Quote the entries below from the line with "curved building is." through the line with "From this security camera still, highlight where the row", both ends included, and only those lines.

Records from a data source

+++

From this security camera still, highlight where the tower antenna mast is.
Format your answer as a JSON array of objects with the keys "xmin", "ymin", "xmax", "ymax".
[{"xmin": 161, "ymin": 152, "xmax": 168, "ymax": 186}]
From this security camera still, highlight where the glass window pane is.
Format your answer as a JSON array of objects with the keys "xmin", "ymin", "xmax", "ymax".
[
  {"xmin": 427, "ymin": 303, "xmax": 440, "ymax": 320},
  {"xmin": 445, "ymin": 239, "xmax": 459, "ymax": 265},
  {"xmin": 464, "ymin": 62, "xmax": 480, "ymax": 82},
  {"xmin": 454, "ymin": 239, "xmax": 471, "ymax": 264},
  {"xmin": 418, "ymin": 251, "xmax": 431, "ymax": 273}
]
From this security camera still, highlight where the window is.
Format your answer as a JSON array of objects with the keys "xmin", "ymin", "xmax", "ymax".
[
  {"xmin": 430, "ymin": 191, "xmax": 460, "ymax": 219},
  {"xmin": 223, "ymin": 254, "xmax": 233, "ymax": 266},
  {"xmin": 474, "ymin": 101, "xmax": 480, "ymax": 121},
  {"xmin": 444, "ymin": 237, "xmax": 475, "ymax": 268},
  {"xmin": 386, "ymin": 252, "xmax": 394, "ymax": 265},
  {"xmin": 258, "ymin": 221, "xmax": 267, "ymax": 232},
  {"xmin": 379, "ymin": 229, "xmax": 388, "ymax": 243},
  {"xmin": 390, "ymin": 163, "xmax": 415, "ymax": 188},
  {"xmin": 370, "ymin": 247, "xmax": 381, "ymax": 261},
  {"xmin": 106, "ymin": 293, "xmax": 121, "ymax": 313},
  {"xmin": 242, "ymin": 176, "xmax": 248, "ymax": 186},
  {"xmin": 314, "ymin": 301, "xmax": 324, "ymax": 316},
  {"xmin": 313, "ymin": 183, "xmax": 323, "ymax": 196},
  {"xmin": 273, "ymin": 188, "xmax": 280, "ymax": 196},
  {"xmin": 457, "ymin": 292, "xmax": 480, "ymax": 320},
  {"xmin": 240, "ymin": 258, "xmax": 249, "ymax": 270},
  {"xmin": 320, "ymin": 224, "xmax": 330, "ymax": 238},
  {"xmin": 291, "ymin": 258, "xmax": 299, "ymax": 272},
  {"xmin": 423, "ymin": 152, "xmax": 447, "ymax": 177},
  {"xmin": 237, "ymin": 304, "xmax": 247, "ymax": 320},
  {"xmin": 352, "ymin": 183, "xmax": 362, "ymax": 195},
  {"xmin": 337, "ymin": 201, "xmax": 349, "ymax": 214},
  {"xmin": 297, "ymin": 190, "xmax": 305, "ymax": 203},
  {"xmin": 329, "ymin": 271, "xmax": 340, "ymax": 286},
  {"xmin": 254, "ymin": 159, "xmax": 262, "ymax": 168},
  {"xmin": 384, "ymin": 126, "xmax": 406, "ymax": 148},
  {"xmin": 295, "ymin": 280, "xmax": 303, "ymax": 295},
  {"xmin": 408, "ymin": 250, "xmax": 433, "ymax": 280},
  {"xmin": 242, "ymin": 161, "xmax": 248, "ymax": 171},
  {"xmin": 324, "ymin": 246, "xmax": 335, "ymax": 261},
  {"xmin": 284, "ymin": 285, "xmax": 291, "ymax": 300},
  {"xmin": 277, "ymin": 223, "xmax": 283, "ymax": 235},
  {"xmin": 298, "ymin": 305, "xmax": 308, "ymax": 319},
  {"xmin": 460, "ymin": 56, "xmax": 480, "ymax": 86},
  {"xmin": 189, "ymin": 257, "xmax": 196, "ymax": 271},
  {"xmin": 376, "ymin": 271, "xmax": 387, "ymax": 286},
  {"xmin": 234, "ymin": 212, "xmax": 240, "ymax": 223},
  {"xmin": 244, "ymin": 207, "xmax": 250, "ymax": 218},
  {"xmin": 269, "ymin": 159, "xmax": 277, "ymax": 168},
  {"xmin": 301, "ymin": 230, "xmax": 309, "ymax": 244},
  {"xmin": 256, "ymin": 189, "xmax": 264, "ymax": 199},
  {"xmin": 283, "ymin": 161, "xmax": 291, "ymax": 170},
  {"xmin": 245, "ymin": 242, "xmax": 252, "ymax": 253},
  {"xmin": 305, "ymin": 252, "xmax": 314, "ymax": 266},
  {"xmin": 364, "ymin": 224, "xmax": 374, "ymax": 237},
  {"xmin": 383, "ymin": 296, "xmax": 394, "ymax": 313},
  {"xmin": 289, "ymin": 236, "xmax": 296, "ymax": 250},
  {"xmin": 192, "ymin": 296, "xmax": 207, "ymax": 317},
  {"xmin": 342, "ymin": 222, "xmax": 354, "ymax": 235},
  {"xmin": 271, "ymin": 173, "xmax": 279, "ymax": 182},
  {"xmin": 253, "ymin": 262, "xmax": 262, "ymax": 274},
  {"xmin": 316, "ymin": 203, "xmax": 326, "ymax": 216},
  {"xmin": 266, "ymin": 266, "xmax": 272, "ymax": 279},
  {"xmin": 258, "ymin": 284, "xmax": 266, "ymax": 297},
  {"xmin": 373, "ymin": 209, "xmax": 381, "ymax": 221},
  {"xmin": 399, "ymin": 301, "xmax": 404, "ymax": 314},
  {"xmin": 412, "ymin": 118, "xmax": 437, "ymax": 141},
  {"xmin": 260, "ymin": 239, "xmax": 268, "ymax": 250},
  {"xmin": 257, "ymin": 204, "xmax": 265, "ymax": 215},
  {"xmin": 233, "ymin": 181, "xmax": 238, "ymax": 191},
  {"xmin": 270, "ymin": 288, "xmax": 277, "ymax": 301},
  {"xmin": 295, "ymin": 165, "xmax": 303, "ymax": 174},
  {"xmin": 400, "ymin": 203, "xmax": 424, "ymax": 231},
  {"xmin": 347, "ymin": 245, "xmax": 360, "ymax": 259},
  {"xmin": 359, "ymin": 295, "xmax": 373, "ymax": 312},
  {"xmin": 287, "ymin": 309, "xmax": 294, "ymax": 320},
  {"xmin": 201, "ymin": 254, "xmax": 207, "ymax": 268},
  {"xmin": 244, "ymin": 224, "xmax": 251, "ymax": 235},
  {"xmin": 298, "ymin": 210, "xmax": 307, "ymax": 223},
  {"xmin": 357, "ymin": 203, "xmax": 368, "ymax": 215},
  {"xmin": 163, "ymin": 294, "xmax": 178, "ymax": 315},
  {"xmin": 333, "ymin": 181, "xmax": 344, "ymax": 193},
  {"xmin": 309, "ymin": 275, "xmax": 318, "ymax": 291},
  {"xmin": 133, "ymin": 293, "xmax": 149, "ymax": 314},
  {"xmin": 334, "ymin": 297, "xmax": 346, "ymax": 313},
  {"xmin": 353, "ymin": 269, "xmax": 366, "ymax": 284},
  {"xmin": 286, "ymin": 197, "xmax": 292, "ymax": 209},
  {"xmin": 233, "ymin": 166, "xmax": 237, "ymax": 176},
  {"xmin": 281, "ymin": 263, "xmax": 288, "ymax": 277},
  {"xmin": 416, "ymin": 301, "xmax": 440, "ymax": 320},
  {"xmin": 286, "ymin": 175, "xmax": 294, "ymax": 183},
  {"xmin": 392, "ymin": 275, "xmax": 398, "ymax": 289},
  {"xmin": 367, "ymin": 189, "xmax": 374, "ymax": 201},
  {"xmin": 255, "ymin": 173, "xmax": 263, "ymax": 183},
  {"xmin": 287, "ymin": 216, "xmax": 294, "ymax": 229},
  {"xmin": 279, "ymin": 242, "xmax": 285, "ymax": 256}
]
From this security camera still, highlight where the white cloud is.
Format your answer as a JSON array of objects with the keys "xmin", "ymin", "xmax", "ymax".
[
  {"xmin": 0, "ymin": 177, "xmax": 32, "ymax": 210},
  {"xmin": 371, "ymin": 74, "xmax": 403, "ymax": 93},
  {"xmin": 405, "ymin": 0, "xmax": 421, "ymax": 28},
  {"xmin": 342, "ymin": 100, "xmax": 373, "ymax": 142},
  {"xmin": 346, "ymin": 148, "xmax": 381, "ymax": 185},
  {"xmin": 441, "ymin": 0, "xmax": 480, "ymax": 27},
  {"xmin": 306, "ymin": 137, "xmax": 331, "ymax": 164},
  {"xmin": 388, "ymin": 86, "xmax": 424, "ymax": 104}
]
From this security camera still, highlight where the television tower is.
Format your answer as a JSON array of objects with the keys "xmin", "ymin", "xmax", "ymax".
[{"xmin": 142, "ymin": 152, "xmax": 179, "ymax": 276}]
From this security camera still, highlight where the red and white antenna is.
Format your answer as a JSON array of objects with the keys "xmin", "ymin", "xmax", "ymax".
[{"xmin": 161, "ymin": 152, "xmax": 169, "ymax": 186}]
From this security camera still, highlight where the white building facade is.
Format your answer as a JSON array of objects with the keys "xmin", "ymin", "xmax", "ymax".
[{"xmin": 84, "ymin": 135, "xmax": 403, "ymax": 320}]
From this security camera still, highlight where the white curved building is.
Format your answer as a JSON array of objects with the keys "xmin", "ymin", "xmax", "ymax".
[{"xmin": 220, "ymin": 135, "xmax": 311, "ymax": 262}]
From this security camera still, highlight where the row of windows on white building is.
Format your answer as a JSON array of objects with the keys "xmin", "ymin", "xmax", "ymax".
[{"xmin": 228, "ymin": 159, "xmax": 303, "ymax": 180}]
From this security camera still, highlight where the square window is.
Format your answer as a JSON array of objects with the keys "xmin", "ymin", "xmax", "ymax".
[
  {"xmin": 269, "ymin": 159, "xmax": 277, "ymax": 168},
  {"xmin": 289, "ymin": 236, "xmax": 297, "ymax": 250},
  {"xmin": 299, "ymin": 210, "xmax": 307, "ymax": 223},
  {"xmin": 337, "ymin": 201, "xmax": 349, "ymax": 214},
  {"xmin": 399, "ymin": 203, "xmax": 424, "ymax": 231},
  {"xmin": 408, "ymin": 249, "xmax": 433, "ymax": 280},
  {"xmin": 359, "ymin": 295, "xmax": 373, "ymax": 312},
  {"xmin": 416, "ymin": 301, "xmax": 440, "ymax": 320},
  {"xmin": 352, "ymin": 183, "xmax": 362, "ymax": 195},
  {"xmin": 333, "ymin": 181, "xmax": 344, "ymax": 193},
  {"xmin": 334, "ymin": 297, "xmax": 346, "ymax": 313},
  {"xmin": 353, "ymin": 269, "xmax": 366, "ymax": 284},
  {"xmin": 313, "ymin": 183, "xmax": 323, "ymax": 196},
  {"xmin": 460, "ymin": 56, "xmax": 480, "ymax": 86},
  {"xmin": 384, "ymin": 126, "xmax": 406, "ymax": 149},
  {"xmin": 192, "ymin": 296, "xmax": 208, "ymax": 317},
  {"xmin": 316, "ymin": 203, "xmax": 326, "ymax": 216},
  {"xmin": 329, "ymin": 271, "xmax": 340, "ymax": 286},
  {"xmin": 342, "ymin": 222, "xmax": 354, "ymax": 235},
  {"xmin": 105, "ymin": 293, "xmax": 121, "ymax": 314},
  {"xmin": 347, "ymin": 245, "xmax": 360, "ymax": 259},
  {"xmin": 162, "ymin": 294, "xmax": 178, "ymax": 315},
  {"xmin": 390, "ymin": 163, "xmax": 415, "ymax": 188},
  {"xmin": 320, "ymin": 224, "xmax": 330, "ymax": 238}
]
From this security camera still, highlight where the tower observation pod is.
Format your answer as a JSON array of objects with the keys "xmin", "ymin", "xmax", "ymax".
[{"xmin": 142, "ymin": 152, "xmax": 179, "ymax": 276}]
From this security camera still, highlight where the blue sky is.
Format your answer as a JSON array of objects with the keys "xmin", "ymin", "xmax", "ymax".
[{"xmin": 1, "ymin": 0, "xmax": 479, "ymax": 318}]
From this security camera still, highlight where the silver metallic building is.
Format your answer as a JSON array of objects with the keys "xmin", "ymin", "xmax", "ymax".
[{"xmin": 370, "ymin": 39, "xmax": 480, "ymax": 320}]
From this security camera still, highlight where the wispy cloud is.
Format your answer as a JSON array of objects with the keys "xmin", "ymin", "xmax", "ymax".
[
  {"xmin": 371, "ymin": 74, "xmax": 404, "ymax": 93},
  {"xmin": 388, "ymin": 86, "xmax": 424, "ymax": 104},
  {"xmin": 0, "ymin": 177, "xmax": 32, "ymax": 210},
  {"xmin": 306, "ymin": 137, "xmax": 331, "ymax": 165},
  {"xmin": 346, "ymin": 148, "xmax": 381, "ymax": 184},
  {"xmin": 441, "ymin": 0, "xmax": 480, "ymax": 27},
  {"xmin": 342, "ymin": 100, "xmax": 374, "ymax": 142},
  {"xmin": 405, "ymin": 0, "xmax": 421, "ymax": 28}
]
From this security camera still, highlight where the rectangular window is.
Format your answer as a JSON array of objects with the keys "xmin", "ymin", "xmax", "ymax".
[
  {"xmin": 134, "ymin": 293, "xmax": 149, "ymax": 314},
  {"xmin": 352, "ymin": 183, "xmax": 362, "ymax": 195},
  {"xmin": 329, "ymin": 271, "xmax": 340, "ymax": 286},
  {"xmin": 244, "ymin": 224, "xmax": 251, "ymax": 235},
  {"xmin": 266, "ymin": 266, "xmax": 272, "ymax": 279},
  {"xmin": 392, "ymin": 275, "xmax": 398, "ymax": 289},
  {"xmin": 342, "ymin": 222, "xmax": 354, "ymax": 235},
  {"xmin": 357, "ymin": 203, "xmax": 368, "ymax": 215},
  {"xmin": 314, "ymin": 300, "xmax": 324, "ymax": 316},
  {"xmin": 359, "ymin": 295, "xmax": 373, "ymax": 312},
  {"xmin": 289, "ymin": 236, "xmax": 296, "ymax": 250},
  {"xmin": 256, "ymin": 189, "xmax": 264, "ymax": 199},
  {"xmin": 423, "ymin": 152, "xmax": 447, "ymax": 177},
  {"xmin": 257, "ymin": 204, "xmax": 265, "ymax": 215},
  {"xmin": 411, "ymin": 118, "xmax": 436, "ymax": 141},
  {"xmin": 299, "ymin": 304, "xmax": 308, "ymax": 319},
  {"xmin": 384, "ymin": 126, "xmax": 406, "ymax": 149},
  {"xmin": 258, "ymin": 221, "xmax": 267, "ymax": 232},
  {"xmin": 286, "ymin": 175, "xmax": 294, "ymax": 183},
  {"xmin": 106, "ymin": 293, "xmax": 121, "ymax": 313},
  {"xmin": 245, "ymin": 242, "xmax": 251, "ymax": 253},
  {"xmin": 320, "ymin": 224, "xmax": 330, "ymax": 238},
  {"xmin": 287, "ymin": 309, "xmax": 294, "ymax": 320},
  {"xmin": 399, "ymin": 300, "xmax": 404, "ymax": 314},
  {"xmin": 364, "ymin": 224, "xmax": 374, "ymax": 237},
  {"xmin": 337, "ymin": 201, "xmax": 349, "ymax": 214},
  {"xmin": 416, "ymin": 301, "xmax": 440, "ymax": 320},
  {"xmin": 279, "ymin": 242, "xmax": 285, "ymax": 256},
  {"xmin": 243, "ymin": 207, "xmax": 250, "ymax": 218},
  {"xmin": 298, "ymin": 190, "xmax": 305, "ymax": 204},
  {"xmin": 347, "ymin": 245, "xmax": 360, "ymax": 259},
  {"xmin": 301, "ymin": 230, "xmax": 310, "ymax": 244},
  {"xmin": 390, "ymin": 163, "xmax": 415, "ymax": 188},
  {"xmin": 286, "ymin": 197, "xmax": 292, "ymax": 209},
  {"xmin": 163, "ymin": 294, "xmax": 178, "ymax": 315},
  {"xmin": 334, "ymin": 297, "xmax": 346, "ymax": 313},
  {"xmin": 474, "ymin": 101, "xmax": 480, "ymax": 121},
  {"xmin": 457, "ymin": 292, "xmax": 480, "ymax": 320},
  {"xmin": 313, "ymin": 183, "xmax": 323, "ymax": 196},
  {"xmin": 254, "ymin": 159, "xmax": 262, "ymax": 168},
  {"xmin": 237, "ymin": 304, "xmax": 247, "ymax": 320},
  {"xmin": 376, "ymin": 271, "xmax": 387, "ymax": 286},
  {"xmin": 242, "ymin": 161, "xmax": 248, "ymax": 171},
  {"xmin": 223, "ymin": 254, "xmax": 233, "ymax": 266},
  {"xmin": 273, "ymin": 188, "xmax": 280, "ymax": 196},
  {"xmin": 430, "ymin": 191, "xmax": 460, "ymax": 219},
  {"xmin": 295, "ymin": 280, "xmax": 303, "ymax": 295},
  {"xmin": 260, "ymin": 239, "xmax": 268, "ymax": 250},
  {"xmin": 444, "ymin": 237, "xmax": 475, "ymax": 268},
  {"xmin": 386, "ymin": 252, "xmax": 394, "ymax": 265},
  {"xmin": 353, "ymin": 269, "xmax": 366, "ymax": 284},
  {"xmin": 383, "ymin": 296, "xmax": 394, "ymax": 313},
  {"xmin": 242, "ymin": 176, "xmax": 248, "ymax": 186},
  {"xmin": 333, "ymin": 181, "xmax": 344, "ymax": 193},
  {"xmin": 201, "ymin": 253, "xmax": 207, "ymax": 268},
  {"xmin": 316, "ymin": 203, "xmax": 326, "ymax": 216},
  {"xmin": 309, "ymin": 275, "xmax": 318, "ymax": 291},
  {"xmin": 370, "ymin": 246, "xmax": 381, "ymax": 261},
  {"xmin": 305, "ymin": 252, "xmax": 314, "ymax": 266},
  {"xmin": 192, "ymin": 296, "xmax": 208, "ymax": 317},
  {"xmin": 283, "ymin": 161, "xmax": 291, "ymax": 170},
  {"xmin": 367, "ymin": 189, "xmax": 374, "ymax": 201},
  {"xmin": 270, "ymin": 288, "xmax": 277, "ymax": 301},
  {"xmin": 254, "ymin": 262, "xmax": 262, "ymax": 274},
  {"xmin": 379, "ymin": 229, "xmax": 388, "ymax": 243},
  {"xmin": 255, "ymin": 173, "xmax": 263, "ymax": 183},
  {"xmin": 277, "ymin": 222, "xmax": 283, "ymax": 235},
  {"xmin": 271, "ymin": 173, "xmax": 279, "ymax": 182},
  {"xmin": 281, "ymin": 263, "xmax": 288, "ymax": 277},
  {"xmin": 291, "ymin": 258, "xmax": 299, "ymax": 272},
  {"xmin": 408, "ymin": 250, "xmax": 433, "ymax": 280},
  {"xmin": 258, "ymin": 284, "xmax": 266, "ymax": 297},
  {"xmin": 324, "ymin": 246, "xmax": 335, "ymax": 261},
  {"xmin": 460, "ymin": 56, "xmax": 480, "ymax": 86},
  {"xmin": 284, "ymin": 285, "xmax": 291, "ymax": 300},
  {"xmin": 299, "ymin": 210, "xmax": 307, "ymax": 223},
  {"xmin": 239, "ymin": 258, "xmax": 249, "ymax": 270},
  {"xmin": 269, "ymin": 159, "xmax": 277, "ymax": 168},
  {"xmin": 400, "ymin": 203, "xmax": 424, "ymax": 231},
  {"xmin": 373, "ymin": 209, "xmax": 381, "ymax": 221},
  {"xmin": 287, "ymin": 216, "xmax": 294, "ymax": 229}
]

+++

→ **Problem solution**
From this security camera still, highlight where the white curved building is.
Format your answer as a JSON array of objects with the keys "xmin", "ymin", "xmax", "ymax".
[{"xmin": 220, "ymin": 135, "xmax": 311, "ymax": 262}]
From this security camera still, highlight where the row of windows on white building is.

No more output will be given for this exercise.